§ ESTRATTO SCELTO:
--------

Guardando, invece, alle proposte del centrodestra, era sempre presente la richiesta di alcuni requisiti ben precisi, quali la fedina penale o il test di integrazione, che mirassero ad una cittadinanza qualitativa, e vi era anche un giuramento sulla Costituzione, sul quale ricordo benissimo di avere ascoltato il Ministro La Russa che poi, purtroppo, evidentemente non ha capito lo spirito della proposta bipartisan che tanti oggi in quest’Aula hanno citato.
Infatti, quando si cominciò a parlare della proposta di legge n. 2670, che nei telegiornali è diventata la Sarubbi-Granata, il Ministro disse che l’iniziativa era di due peones in cerca di visibilità. A me questa dichiarazione fece molto male allora e mi ha fatto male anche risentirla questa mattina in Aula. È questa la prima critica che vi faccio nel metodo. Perché si dice che sono necessarie le riforme, che è necessario un dialogo e ci si richiama agli appelli del Presidente Napolitano, e poi la prima volta che due persone, anche rischiando di far arrabbiare i propri schieramenti di appartenenza, cercano un dialogo e lo cercano a metà strada, questo diventa un inciucio, diventa una manovra di visibilità personale? Sinceramente, questa è un’accusa che, con tutto il cuore, mi sento di rispedire al mittente.
L’altro aspetto che mi sembra un po’ strano di questo testo unificato è il modo in cui è arrivato all’esame dell’Aula. Si tratta di un testo che l’opposizione ha chiesto di calendarizzare, quindi, come si dice da queste parti, è in quota opposizione. In tale proposta, però, di quello che ricordavo poco fa, cioè delle classiche richieste del centrosinistra e del centrodestra, una parte viene presa e buttata via e si tiene solo l’altra; è cioè una proposta in quota dell’opposizione che la maggioranza ha preso, riveduto e corretto, facendola diventare una proposta soltanto propria. Lo capisco, è legittimo dal punto di vista politico, ma non mi sembra il miglior viatico per un dialogo: se si parla di riforme, che siano riforme condivise. Visto che non stiamo parlando dell’etichettatura dei tappi dei barattoli – che pure è una cosa degnissima, ma che non cambierà l’Italia per i prossimi 17 o 18 anni – quello che in tutti questi mesi non sono riuscito a capire è come mai l’abbia avuta vinta la tentazione di ridurre tutto a tattica politica. Se i dissidi interni alla maggioranza si fossero manifestati sui tappi di barattolo avrei capito che potesse esserci una ritrosia, ma se i dissidi interni alla maggioranza si manifestano su una legge così importante, non capisco come mai non si entri nel merito piuttosto che dire «non facciamo un piacere a questo o a quest’altro».

--------

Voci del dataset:

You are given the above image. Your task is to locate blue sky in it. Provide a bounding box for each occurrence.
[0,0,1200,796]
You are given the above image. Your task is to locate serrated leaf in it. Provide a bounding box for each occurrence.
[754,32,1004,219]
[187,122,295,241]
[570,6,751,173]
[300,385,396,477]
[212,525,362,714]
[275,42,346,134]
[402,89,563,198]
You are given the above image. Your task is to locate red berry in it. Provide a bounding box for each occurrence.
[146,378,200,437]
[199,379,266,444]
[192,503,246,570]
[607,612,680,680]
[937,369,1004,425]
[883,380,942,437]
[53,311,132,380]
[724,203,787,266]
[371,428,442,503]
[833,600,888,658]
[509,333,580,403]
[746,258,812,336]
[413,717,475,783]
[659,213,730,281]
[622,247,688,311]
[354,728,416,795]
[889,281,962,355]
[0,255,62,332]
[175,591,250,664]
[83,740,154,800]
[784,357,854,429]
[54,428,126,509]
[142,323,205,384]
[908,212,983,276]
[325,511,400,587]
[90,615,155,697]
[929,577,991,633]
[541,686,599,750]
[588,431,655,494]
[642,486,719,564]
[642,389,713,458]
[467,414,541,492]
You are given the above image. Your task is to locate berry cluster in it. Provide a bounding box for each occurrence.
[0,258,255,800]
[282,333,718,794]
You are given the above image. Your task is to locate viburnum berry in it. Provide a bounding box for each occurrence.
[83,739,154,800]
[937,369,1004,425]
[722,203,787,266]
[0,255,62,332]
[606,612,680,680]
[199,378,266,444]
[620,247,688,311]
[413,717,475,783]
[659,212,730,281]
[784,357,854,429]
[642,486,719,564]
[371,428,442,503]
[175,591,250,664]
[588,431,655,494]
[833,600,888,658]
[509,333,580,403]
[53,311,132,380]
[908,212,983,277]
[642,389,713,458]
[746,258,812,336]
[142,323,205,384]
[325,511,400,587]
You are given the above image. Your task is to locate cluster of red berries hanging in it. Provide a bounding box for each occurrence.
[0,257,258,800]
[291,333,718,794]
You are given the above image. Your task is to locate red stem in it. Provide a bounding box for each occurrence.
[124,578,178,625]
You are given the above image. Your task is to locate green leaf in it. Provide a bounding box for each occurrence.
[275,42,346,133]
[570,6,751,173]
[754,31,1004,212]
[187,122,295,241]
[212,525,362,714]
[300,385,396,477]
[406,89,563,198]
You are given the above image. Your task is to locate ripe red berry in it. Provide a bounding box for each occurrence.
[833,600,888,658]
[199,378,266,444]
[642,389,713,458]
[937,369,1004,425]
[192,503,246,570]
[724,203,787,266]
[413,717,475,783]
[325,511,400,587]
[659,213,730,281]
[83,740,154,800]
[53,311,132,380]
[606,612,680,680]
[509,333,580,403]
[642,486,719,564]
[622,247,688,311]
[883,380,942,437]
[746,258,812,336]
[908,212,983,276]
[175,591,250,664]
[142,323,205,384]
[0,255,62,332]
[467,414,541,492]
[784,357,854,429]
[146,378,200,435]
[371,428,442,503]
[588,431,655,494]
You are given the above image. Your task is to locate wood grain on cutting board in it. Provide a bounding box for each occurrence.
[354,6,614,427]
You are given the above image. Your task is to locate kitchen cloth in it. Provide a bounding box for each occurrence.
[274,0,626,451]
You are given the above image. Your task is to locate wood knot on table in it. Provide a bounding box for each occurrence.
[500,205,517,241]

--------

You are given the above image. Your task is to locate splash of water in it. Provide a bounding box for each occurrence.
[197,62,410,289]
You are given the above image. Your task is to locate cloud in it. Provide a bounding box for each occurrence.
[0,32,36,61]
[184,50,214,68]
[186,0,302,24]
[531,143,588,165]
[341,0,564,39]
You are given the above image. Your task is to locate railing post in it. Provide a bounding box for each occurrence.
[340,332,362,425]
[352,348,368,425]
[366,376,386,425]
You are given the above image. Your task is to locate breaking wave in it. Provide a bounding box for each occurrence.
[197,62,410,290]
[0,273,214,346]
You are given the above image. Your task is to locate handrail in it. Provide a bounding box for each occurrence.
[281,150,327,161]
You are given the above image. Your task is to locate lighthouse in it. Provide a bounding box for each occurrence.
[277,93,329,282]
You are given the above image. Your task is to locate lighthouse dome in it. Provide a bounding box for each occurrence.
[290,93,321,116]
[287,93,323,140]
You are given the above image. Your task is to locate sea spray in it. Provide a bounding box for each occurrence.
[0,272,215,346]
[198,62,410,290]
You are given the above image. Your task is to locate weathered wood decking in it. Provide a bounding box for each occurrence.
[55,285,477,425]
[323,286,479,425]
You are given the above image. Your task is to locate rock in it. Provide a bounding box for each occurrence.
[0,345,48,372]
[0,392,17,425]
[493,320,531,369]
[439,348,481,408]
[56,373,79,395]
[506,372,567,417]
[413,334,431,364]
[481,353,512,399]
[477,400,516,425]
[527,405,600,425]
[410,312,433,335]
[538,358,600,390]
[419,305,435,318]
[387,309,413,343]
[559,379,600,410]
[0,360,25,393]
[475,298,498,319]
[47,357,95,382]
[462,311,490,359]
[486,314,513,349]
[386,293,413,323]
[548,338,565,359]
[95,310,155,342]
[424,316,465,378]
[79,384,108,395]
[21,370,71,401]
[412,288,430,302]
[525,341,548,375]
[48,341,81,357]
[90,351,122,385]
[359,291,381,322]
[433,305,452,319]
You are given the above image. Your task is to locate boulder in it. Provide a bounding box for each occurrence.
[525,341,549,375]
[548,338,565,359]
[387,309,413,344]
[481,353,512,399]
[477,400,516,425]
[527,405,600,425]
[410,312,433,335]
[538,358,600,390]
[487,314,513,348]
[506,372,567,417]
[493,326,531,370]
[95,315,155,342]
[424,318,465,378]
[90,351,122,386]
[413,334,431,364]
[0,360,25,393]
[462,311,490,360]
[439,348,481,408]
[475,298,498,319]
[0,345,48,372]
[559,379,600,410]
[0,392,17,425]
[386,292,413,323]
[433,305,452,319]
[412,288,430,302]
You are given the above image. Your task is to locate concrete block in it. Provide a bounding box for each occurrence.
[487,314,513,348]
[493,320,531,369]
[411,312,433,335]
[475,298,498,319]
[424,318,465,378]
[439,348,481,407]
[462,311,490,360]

--------

§ COMPITI:
- a) Traduci in inglese questa frase dell'estratto scelto: «È questa la prima critica che vi faccio nel metodo.»
- b) Stampa senza alcuna modifica le righe dell'elenco dalla riga che contiene «to locate handrail» alla riga che contiene «[198,62,410,290]», entrambe incluse.

§ SOLUZIONI:
- a) This is the first criticism I make of you regarding method.

- b)
You are given the above image. Your task is to locate handrail in it. Provide a bounding box for each occurrence.
[281,150,327,161]
You are given the above image. Your task is to locate lighthouse in it. Provide a bounding box for each occurrence.
[277,93,329,282]
You are given the above image. Your task is to locate lighthouse dome in it. Provide a bounding box for each occurrence.
[290,93,321,116]
[287,93,323,140]
You are given the above image. Your task is to locate sea spray in it. Provide a bounding box for each occurrence.
[0,272,215,346]
[198,62,410,290]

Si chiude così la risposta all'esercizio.